▶ Objective: List every line in the data below that contains the string "cabinet".

=== Listed entries ===

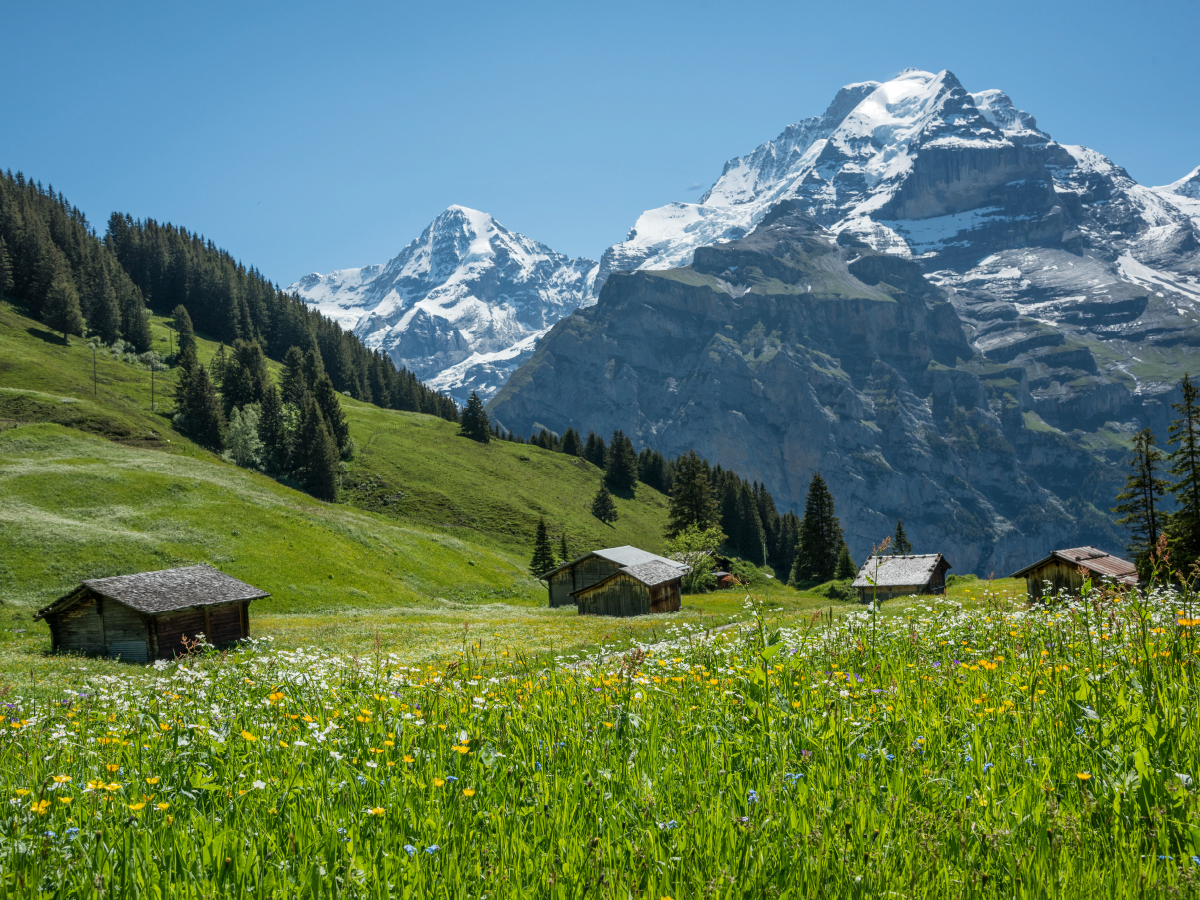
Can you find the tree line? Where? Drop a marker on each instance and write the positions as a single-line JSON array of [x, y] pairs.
[[1156, 533], [61, 273]]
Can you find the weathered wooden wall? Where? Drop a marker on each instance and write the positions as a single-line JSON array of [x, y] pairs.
[[225, 623], [126, 633], [173, 627], [621, 595], [625, 595], [1063, 577], [79, 629], [582, 575]]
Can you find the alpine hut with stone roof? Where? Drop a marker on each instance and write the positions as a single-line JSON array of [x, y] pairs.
[[592, 568], [1065, 571], [634, 591], [148, 616], [883, 577]]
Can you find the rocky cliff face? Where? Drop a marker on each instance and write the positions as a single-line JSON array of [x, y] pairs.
[[461, 306], [1056, 259], [793, 349]]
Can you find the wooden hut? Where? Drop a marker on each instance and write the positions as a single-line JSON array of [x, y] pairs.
[[634, 591], [1062, 570], [145, 617], [593, 568], [901, 576]]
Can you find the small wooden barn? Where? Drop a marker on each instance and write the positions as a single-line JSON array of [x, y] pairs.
[[1061, 569], [147, 616], [901, 576], [634, 591], [592, 568]]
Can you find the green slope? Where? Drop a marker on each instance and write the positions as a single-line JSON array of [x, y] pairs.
[[93, 483]]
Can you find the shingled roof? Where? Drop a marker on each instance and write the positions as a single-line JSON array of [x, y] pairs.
[[1095, 561], [165, 591], [625, 556], [899, 571], [651, 574]]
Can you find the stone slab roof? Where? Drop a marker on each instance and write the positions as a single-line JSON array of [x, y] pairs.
[[166, 591], [1095, 561], [899, 571]]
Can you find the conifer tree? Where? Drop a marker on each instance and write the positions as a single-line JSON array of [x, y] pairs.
[[1139, 502], [594, 451], [693, 502], [202, 417], [621, 467], [846, 568], [317, 453], [474, 420], [61, 310], [273, 431], [603, 505], [543, 553], [6, 281], [1183, 526], [331, 412], [571, 445], [185, 339], [821, 537], [293, 385]]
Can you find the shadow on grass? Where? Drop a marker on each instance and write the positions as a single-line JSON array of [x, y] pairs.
[[48, 336]]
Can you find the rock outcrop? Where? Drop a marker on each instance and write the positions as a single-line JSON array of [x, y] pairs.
[[793, 349]]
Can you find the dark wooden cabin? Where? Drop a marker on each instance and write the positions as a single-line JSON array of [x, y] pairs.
[[901, 576], [144, 617], [1062, 570], [593, 568], [634, 591]]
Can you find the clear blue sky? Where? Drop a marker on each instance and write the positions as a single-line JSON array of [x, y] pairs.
[[307, 137]]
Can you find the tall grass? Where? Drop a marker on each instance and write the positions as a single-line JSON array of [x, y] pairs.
[[996, 751]]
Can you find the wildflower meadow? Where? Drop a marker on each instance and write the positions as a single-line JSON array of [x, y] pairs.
[[945, 751]]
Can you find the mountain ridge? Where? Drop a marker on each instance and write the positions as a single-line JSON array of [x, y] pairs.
[[461, 305]]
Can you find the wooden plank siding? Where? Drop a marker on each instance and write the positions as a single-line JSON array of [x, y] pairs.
[[582, 575], [1065, 579], [625, 595]]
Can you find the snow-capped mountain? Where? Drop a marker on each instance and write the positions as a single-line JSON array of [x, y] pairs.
[[461, 306], [1041, 244]]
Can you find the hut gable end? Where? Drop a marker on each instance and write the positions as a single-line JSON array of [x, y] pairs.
[[151, 615]]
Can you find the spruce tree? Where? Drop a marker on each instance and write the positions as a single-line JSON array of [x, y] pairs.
[[571, 445], [621, 467], [185, 339], [603, 505], [693, 502], [594, 451], [331, 412], [846, 568], [273, 431], [202, 417], [6, 280], [1139, 502], [293, 385], [317, 453], [1183, 526], [543, 553], [61, 310], [474, 420], [821, 537]]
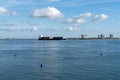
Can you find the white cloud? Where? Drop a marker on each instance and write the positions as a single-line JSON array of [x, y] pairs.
[[8, 28], [49, 12], [3, 10], [72, 28], [80, 18], [85, 18], [54, 0], [13, 13], [34, 29], [101, 17]]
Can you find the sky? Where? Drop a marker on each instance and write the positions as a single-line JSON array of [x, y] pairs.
[[67, 18]]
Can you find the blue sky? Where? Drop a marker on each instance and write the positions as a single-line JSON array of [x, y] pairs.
[[68, 18]]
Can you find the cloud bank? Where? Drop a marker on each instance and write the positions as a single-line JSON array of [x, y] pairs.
[[3, 10], [84, 18], [49, 12]]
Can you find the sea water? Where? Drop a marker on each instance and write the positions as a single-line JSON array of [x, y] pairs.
[[61, 60]]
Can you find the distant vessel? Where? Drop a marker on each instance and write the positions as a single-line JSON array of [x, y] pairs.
[[41, 37]]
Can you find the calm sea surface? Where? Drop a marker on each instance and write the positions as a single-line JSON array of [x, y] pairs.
[[62, 60]]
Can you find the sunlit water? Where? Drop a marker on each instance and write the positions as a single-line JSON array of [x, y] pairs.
[[62, 60]]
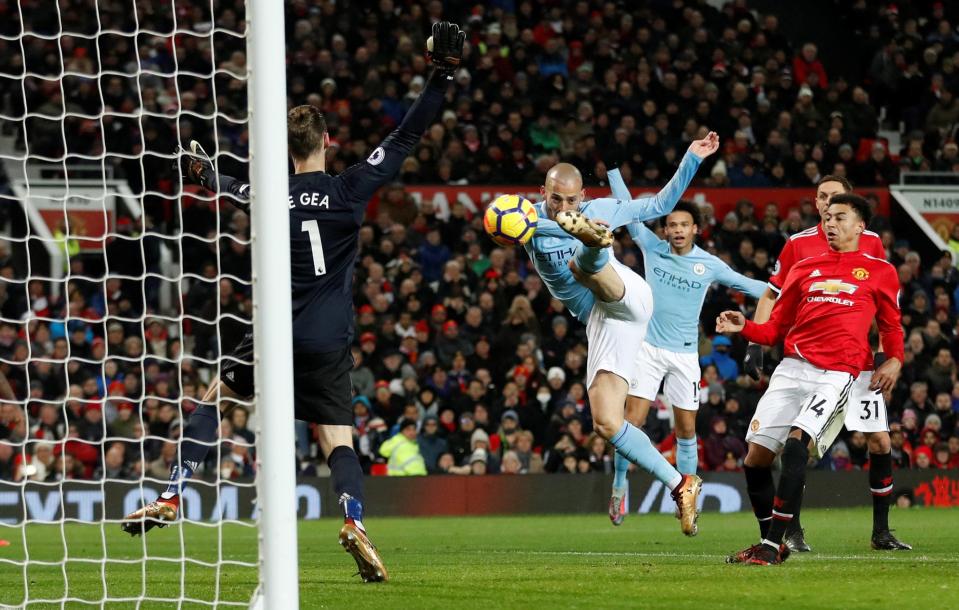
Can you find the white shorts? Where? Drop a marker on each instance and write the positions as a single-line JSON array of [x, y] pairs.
[[804, 396], [867, 408], [680, 371], [615, 331]]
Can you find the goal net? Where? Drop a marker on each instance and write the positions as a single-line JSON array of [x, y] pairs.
[[122, 290]]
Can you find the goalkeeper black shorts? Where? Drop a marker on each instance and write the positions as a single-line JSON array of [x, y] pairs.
[[322, 390]]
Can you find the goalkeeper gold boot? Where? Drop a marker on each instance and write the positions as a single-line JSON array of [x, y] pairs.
[[155, 514], [590, 232], [686, 496], [368, 561]]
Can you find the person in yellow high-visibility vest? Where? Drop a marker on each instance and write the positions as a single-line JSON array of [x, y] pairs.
[[403, 452]]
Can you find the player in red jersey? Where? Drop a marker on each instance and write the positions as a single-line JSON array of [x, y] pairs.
[[865, 412], [824, 315]]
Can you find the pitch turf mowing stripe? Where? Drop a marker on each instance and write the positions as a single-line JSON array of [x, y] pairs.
[[900, 556], [521, 562]]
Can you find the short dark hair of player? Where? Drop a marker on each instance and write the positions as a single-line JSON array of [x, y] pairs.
[[846, 185], [305, 128], [685, 206], [855, 202]]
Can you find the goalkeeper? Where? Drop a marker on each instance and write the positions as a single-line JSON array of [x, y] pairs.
[[325, 214]]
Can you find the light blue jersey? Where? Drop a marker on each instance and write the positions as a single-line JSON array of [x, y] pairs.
[[551, 248], [679, 283]]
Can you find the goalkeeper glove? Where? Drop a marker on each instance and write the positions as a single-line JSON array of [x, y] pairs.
[[753, 363], [446, 50], [195, 166]]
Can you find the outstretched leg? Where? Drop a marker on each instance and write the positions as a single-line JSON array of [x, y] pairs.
[[198, 437], [346, 475], [880, 484], [607, 393], [636, 411]]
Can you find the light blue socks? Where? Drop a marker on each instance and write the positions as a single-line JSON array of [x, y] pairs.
[[687, 457], [637, 448], [622, 467]]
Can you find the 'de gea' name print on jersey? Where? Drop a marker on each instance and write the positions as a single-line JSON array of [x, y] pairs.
[[311, 199]]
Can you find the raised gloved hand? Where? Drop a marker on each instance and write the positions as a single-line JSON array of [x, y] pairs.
[[445, 47], [195, 166]]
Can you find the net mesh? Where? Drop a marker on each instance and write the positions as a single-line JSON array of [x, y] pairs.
[[122, 290]]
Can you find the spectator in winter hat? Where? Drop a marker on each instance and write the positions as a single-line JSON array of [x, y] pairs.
[[922, 458]]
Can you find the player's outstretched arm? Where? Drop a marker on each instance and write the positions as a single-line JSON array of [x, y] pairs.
[[196, 167], [730, 322], [364, 179], [727, 277], [637, 230], [622, 212]]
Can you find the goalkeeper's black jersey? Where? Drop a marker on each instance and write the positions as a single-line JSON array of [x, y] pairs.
[[325, 215]]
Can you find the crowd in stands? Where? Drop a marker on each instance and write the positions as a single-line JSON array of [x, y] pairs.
[[459, 347]]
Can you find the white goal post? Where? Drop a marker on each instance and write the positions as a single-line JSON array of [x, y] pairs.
[[273, 317]]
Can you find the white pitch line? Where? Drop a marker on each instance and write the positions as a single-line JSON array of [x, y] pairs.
[[899, 556]]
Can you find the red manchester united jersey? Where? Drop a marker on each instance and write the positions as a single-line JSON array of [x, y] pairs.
[[813, 242], [827, 307]]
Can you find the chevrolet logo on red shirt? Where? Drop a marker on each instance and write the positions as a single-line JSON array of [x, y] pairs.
[[832, 287]]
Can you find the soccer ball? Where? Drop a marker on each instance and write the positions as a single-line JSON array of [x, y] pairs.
[[510, 220]]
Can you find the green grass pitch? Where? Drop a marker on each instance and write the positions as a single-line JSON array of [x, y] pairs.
[[512, 562]]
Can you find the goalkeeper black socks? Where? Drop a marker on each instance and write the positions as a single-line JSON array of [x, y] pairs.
[[347, 476], [203, 427], [759, 485], [795, 456], [880, 484]]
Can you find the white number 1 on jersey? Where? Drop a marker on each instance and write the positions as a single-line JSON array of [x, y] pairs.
[[313, 228]]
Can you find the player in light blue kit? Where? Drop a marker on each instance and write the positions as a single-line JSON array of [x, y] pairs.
[[614, 302], [679, 273]]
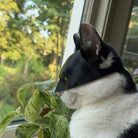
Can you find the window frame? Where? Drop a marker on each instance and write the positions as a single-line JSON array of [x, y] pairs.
[[109, 17], [69, 49]]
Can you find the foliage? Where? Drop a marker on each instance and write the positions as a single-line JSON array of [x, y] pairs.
[[5, 109], [135, 72], [44, 110]]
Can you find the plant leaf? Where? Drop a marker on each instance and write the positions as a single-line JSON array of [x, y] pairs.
[[43, 122], [26, 130], [32, 107], [59, 127], [40, 133], [6, 121], [45, 85]]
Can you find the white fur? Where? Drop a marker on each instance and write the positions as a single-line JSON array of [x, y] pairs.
[[107, 62], [103, 110]]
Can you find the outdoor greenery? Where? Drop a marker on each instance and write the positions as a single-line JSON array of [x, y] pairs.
[[32, 40], [43, 109]]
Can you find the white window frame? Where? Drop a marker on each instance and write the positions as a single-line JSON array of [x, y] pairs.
[[70, 47]]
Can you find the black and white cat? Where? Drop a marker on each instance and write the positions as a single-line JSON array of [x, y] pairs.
[[94, 82]]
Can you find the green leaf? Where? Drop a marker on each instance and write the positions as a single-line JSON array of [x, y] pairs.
[[40, 133], [32, 107], [45, 98], [43, 122], [45, 85], [59, 127], [53, 103], [6, 121], [23, 95], [26, 130]]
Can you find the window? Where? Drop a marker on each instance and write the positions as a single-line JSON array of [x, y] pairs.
[[32, 41], [130, 53], [34, 44]]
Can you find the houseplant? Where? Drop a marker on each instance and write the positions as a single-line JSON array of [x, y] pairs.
[[43, 110]]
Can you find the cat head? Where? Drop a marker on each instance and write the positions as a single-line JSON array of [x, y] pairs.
[[92, 60]]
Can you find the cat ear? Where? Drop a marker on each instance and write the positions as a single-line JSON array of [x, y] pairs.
[[90, 43], [77, 40]]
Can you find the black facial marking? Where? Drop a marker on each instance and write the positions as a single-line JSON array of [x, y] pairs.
[[84, 65]]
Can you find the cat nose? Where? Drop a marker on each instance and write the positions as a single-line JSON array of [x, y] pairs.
[[60, 93]]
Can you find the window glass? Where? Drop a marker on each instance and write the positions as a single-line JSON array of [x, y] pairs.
[[130, 55], [32, 41]]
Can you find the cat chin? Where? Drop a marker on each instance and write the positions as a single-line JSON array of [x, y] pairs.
[[72, 100]]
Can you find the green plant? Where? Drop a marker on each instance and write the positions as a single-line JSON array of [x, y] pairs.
[[136, 75], [44, 111]]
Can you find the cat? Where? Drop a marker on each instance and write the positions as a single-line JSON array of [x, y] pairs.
[[94, 81]]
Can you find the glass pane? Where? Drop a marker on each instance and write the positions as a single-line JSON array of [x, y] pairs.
[[130, 56], [32, 40]]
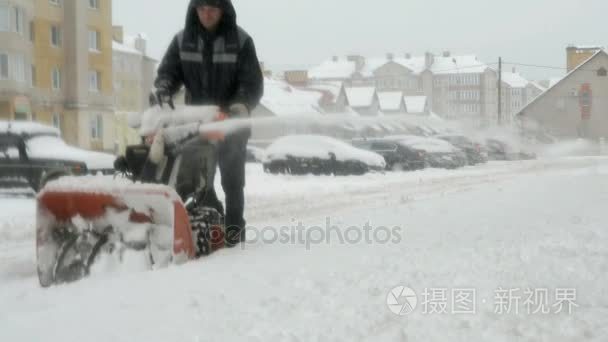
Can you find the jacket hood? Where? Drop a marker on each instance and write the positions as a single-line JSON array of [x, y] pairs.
[[193, 25]]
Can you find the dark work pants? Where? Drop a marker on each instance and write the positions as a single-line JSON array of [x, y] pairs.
[[232, 156]]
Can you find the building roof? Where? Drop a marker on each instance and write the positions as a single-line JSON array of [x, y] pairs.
[[575, 70], [342, 68], [514, 80], [282, 99], [360, 96], [415, 104], [390, 101], [466, 64]]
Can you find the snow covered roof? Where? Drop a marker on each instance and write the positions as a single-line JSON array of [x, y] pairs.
[[336, 69], [316, 146], [27, 127], [552, 86], [332, 88], [415, 104], [283, 99], [342, 68], [537, 85], [116, 46], [514, 80], [466, 64], [390, 100], [360, 96], [587, 47]]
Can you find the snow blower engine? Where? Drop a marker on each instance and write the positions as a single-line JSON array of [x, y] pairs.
[[160, 208]]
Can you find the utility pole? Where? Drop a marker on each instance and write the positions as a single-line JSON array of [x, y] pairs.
[[499, 91]]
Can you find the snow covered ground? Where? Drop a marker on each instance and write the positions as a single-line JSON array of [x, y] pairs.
[[500, 227]]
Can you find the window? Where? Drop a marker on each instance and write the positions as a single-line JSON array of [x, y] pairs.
[[55, 36], [56, 78], [3, 66], [32, 31], [19, 60], [19, 20], [94, 78], [4, 18], [94, 39], [57, 121], [33, 76], [97, 127]]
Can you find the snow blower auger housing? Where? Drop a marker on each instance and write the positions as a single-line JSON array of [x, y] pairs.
[[157, 215]]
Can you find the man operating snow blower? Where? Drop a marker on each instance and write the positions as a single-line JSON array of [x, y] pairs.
[[215, 60], [165, 210]]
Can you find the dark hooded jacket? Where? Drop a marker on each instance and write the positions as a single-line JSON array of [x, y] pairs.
[[219, 68]]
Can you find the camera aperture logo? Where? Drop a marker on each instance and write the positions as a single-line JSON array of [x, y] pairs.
[[402, 300]]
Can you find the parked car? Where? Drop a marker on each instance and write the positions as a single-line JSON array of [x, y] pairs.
[[31, 152], [499, 149], [474, 151], [437, 153], [319, 155], [396, 155]]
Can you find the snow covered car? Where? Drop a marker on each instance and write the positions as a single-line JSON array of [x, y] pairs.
[[254, 154], [319, 155], [473, 150], [29, 152], [397, 156], [499, 149], [437, 153]]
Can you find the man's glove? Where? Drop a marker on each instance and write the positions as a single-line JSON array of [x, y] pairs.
[[238, 110], [164, 95]]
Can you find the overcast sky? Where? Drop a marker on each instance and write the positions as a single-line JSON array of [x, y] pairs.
[[299, 33]]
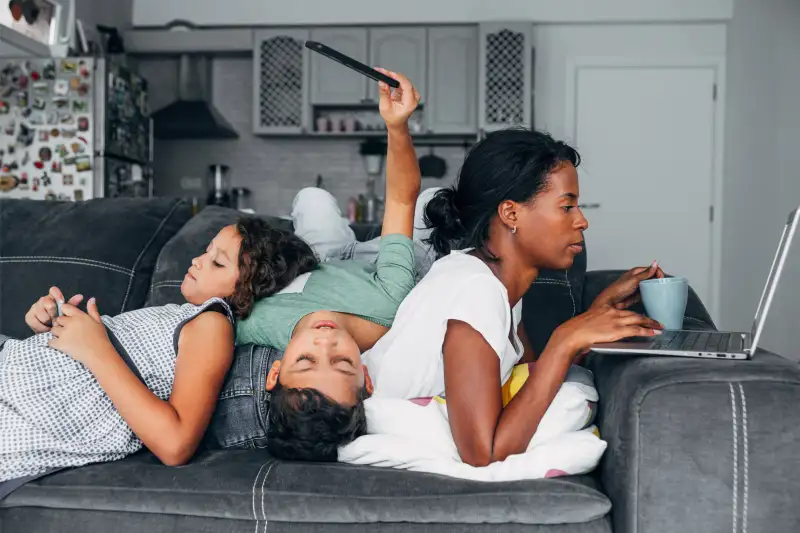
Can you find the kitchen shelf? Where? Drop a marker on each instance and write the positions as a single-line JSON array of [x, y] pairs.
[[159, 41]]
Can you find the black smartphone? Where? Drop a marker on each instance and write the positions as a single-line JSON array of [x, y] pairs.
[[347, 61]]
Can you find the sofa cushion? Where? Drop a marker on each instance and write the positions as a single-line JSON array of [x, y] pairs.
[[250, 485], [176, 256], [105, 248]]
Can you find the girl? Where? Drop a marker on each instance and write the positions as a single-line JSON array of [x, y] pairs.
[[90, 388]]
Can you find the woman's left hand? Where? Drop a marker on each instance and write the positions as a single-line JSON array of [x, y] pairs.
[[80, 335], [624, 292], [396, 105]]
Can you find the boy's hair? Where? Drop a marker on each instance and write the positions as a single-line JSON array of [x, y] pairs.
[[306, 425], [269, 259]]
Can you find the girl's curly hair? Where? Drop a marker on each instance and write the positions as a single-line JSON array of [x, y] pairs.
[[269, 259]]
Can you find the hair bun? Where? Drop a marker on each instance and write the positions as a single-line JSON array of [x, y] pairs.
[[442, 216]]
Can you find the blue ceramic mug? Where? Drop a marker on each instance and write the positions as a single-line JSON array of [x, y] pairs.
[[665, 300]]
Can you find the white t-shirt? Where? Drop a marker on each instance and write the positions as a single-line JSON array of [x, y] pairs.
[[407, 362]]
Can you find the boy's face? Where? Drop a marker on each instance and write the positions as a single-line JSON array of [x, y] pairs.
[[322, 355]]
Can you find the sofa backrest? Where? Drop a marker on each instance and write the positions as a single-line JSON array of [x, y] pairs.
[[103, 248], [555, 297]]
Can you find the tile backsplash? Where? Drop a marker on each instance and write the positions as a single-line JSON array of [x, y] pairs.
[[273, 168]]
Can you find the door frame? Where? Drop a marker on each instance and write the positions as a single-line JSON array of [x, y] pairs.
[[575, 64]]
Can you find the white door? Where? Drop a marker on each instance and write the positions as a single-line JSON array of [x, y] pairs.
[[646, 138]]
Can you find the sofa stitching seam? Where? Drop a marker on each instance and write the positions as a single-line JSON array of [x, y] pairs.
[[67, 261], [746, 458], [144, 249]]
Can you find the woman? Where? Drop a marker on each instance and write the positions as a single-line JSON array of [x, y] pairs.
[[89, 388], [513, 212]]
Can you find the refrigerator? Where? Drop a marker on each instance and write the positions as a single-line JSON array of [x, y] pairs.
[[73, 128]]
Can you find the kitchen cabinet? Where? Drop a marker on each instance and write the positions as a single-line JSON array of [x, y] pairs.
[[331, 82], [401, 49], [452, 80], [504, 75], [281, 73]]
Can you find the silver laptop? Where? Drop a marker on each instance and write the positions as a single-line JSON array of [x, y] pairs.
[[712, 344]]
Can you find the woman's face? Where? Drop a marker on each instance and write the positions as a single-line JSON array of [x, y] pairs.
[[550, 227]]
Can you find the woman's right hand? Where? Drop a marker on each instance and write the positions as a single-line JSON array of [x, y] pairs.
[[41, 314], [604, 324]]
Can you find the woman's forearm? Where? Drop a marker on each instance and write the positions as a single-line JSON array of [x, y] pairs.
[[521, 417], [154, 421], [402, 167]]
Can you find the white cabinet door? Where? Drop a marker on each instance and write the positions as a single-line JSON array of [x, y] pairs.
[[400, 49], [280, 81], [452, 79], [332, 82], [504, 76], [647, 143]]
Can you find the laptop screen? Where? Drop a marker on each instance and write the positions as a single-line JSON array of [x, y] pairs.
[[772, 280]]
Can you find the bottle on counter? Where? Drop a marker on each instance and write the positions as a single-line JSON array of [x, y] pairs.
[[352, 210]]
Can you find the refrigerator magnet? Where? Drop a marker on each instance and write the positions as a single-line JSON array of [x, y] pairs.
[[61, 87], [8, 182], [83, 163], [49, 70]]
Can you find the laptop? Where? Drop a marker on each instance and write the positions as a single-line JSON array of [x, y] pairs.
[[712, 344]]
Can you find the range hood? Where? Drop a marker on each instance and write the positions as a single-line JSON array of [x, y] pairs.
[[193, 115]]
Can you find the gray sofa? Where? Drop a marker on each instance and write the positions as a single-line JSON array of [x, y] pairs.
[[694, 445]]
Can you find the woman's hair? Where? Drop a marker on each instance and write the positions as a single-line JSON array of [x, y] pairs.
[[269, 259], [510, 164]]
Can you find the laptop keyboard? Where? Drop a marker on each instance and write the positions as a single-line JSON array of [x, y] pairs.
[[700, 341]]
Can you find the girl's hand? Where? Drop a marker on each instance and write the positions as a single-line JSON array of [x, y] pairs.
[[41, 314], [624, 292], [396, 105], [80, 335], [605, 324]]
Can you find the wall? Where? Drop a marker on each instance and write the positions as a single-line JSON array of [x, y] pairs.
[[555, 44], [761, 165], [274, 169], [262, 12]]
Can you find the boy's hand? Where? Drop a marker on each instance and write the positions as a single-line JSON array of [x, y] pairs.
[[396, 105], [41, 314]]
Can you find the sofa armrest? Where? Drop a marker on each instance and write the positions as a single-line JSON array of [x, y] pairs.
[[696, 316], [699, 445]]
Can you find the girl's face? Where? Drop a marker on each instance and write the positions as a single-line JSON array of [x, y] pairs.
[[215, 273]]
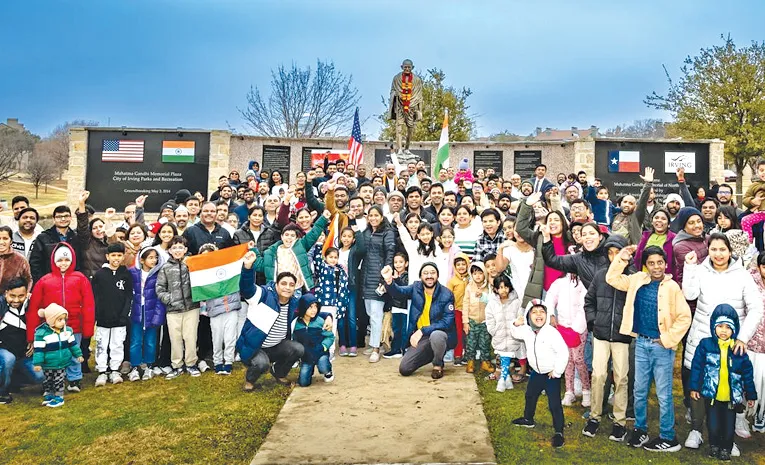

===

▶ Solution for this task:
Can you find the kitchen cabinet? Where? Drop a marker on each instance and write the positions as a single-line JSON array of [x, y] pairs.
Can you find the white cabinet door? Where? Drop a marker on each instance and write the positions as a single-line JSON array of [x, y] pairs.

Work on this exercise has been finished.